┌──

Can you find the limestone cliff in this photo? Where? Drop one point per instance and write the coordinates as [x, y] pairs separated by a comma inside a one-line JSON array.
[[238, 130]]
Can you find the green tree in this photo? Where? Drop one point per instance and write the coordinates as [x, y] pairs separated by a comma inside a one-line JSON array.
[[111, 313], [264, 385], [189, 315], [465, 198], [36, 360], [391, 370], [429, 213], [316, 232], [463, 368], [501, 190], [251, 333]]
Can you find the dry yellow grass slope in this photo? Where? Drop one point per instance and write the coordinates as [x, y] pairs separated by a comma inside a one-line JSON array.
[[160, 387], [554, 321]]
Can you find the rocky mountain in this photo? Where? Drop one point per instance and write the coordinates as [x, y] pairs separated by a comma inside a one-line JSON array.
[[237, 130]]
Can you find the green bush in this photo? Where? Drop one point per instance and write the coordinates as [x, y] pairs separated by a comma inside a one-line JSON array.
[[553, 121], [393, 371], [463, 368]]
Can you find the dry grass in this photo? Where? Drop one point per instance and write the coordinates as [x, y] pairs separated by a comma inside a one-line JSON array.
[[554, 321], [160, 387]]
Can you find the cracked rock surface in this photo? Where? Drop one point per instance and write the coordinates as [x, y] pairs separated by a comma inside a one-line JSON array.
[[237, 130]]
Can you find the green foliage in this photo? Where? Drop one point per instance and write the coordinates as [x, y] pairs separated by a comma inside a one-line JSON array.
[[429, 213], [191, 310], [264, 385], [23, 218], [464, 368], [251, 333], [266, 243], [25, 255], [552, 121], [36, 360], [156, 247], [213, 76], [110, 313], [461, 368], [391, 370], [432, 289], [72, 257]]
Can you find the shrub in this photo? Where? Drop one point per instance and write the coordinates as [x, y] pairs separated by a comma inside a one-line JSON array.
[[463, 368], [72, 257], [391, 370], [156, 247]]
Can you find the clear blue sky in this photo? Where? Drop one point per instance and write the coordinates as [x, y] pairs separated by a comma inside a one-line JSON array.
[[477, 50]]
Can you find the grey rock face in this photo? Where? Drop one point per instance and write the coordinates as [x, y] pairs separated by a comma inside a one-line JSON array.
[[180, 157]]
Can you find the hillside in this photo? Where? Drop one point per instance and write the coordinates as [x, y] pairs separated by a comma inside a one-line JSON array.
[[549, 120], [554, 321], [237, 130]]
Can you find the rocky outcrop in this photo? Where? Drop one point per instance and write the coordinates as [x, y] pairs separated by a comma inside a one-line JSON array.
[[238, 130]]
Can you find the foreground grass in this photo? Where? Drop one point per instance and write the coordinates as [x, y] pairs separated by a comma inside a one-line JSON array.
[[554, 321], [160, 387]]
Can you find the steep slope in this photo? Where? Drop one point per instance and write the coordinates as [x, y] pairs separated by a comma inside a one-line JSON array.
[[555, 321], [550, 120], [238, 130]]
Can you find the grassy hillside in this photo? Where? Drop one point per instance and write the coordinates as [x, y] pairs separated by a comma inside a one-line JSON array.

└──

Write out all of the material above again, replacing "Drop" with "Place" wherever it occurs and leaving everything else unchanged.

## [Solution]
Can you find the limestone cliff in this photo? Where? Place one point per instance and write the coordinates as [x, y] pairs separated by a comma inside a one-line JSON array.
[[238, 130]]
Can you find the green tree in this photo? Where? Place one point per instance and write the coordinates as [x, y] pairs separated by a comma inside a one-line JSON array.
[[111, 313], [264, 385], [189, 315], [465, 198], [36, 360], [391, 370], [429, 213], [316, 232], [463, 368], [501, 190], [251, 333]]
Can you find the dry yellow grass slope in this photo? Where? Place one point per instance and write the coordinates as [x, y] pairs separated by a comma inside a one-line JSON array.
[[160, 387], [554, 321]]
Can you find the rocky mountain in this photo? Where? Place one point per instance and write the coordinates as [x, y] pairs separated by a comma inside a one-line JSON array.
[[237, 130]]
Can you find the green bush in this photo? Where? Place one point per instance and write the coordinates as [x, y] pairs separated by a comma inside a one-line JSON array.
[[553, 121], [393, 371], [463, 368]]
Can you find the dry grass in this photo? Where? Place one point per instance and write the coordinates as [x, y] pairs separated by a comma inside a one-line JSON array.
[[554, 321], [160, 387]]
Can you find the cracked rock surface in this photo? Where? Place one point per instance and write the coordinates as [x, y] pairs separated by a comma inside a one-line JSON array.
[[237, 130]]
Can you find the green foliage in this photo? Where? Place one point per instance and write the coordinates as [x, y] pairs separated by a comma inside a one-line JSON array.
[[429, 213], [191, 310], [264, 385], [23, 218], [464, 368], [251, 333], [266, 243], [25, 255], [552, 121], [36, 360], [156, 247], [213, 76], [110, 313], [461, 368], [391, 370], [432, 289], [72, 257]]
Can you find the shrub in this photo? Where? Place one point per instance and write the coordinates as [x, y] pairs separated by a comma inside a one-line JSON array.
[[463, 368], [72, 257], [391, 370], [156, 247]]
Can you find the clear blue sky in this photo? Where? Place one point per instance and write the coordinates as [x, y] pairs separated by a comma inside a one-line JSON array.
[[477, 50]]
Can you find the grey rock face in this photo? Where? Place one point per instance and write the coordinates as [x, y] pairs separated by a comma inside a one-line JSON array.
[[180, 157]]
Can you find the hillside in this photo? Where? Place one point per instance and write the coordinates as [x, y] pairs separated by a comma inside a one-line JSON array.
[[549, 120], [554, 321], [237, 130]]
Can you find the rocky outcrop in this photo? Where? Place one point per instance and write the coordinates as [x, y] pairs separated by a comma inside a one-line JSON array.
[[238, 130]]
Can you find the foreground grass in this photo? Where? Place one point per instance and write the coordinates as [x, y] pairs separated by a comma inside a one-line JSON array.
[[554, 321], [160, 387]]
Can you find the steep slope in this photo? Where? Place one point per instance and write the coordinates as [x, y] pairs separated by a comma inside a one-line JSON array.
[[555, 321], [550, 120], [238, 130]]
Can you find the grassy hillside in this photo? Where? Place one point per instance and write the coordinates as [x, y] pairs separated by a comma inside a one-line JSON array.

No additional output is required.